# [TASK REQUIREMENTS]
Render the entire listing below as a Markdown table with the columns Row and Line, giving each line its own numbered row and skipping any blank lines. Omit the pictures from the table.

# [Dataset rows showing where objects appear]
━━━

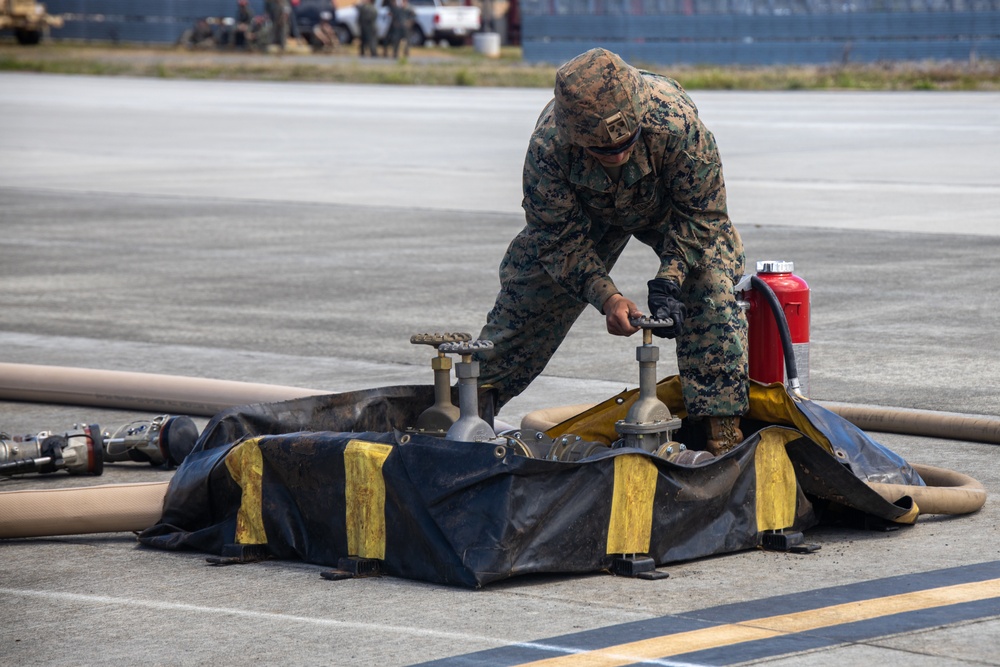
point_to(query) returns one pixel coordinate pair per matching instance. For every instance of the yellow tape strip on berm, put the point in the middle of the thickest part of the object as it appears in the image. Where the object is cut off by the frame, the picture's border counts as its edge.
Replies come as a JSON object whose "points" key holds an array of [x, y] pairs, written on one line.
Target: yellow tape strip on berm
{"points": [[364, 496], [776, 483], [631, 521], [775, 626], [246, 466]]}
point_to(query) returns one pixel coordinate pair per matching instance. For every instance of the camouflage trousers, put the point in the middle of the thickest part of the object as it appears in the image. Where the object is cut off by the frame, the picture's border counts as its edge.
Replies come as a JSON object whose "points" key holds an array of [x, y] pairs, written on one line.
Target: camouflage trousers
{"points": [[533, 314]]}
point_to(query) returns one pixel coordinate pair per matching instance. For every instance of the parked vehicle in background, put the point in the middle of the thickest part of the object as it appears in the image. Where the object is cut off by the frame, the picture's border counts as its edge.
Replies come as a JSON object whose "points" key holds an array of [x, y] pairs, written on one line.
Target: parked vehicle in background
{"points": [[28, 19], [436, 20]]}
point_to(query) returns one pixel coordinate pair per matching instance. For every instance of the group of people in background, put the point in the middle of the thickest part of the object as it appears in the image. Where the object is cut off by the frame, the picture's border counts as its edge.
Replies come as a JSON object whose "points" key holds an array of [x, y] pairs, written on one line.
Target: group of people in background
{"points": [[279, 24], [401, 20], [260, 32]]}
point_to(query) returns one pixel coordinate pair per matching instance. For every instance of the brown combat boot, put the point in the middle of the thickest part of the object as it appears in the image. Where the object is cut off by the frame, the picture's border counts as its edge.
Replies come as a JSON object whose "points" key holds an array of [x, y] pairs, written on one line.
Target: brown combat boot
{"points": [[723, 434]]}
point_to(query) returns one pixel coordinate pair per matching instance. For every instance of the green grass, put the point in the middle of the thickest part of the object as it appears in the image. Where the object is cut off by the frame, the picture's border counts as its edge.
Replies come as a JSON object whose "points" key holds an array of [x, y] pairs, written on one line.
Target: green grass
{"points": [[462, 66]]}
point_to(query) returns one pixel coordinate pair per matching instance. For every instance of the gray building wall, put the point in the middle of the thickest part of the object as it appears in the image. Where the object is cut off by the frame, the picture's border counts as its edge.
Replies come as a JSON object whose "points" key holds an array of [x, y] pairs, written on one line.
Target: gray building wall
{"points": [[742, 32], [762, 32]]}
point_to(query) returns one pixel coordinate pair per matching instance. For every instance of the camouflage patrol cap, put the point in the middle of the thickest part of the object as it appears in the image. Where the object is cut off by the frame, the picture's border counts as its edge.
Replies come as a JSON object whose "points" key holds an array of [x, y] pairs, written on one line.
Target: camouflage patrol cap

━━━

# [TASK ANSWER]
| Row | Line |
|---|---|
| 1 | point_to(query) returns one pixel coordinate pair per matching instance. For every instance of the yellow tape strip on berm, put the point in the middle of the thickest part of the object as it appears in the image. Where the object is cut off by the frame, the picture's border counts as its edge. |
| 2 | Replies come as a JSON object whose "points" key holds an array of [x, y] pairs, written on one line. |
| 3 | Target: yellow tape strip on berm |
| 4 | {"points": [[364, 496], [776, 483], [631, 521], [775, 626], [246, 466]]} |
| 5 | point_to(query) returns one pixel coordinate pair per matching instance. For every instance of the camouflage trousers, put the point in the middle of the thickest part of the object as it appears in the image. Where the object is cut off by the frame, the picture's border counts as its edge. |
| 6 | Replies come as a JSON object whose "points" key holds an array of [x, y] pairs, written on one line. |
| 7 | Target: camouflage trousers |
| 8 | {"points": [[533, 314]]} |
| 9 | point_to(query) returns one pixel coordinate pair per matching instance. For every instance of the parked vehicle in background, put the point in the middle of the thickest part of the object as it appears in the image. Where the object is cut off by the frame, the picture's border counts as its edge. |
| 10 | Replies come as a JSON object whose "points" key holds an array of [x, y] pairs, written on one line. |
| 11 | Target: parked vehicle in background |
| 12 | {"points": [[28, 19], [436, 20]]} |
| 13 | point_to(query) returns one pixel coordinate pair per matching instance. For every instance of the group of people in background, put the point in the middle of the thickest part of the object as it appears in the image. Where the object is cut off by the frame, the picture's border counts as its edge. |
| 14 | Replies come as a JSON object whose "points" key holds an array of [x, y] pairs, written on one line. |
| 15 | Target: group of people in background |
| 16 | {"points": [[279, 24], [401, 20], [260, 32]]} |
| 17 | point_to(query) returns one pixel coordinate pair per matching instance. For every instance of the brown combat boot, put the point in the middle of the thickest part of the object as it appears in the image. Where the object is cut off by the frame, the picture's border counts as its edge. |
| 18 | Replies come as a JSON object whose "points" key holds an array of [x, y] pairs, written on one line. |
| 19 | Target: brown combat boot |
| 20 | {"points": [[723, 434]]} |
| 21 | point_to(query) returns one pixel coordinate pair per matching instance. For every instance of the green grass, put the point in the middle of the thickest part of the object as it appears in the image. Where the object is cut off by the frame, the picture's border counts as its edge. |
| 22 | Replies come as a JSON object whose "points" key holds an array of [x, y] pairs, written on one line. |
| 23 | Target: green grass |
| 24 | {"points": [[462, 66]]} |
| 25 | point_to(query) returns one pixel coordinate pair per matching instance. For every instance of the gray building wall, put the point in the middle of the thickest part of the object as it appears in the image. Where the object is cut off by the frame, the picture's border counts as its edge. |
| 26 | Replies come as a JSON object whose "points" key holds an array of [x, y] pairs, written on one line. |
| 27 | Target: gray building wall |
| 28 | {"points": [[742, 32], [762, 32]]} |
| 29 | point_to(query) returns one pixel coordinate pair per matching instance. For every instance of the camouflage patrol cap, put the point in the middle of the thickest part of the object as it appears in the image. Where the object is cut off by the frame, the picture's border counts as its edge. |
| 30 | Replies come as a JSON object whose "points" key holds an array of [x, y] pairs, written on one line. |
| 31 | Target: camouflage patrol cap |